## What you will do
Please print every record below exactly as written, leaving out the pictures.

[Stored data entries]
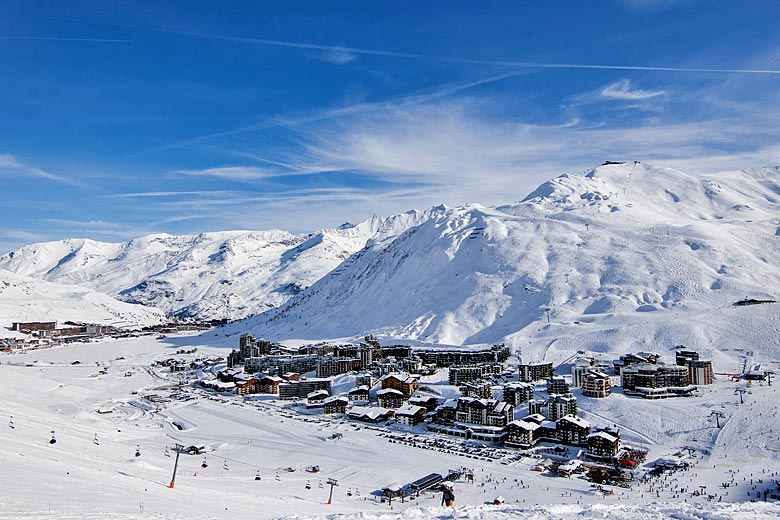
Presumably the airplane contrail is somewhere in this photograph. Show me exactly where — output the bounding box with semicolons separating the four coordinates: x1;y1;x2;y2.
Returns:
0;36;132;43
217;35;780;75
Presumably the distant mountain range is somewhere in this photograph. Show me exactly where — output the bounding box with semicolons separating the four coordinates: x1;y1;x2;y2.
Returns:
0;210;431;322
3;163;780;354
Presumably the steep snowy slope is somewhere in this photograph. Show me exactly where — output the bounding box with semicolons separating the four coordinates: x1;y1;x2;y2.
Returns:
0;212;429;321
0;269;165;330
235;163;780;355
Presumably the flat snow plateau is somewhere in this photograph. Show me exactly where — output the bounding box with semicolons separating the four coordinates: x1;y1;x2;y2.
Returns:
1;334;779;519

## Written solution
Presumably the airplane contrail is somewhere in this photograph. Show me exactly where — output the bounding box with semicolons separating the four coordinates: x1;y1;x2;y2.
Returns:
0;36;132;43
217;35;780;75
Presumably the distant mountain range is somewhere in this photograph. Show me exactly where — output the bounding box with semicolons separating the four coordinates: x1;y1;x2;y2.
Returns:
0;210;431;322
3;163;780;354
Presumably the steep snowy slope is somewhere in this photograph. Show me exactly where — output the bounding box with semicolons separating the four coordinates: x1;y1;x2;y2.
Returns:
0;212;429;321
0;269;165;330
235;163;780;355
Presumably the flat snow plateau is somewhere in this photograph. Show me exactly where — output the bounding box with semicolons separating the four coordinates: x1;y1;x2;y2.
Returns:
1;334;779;519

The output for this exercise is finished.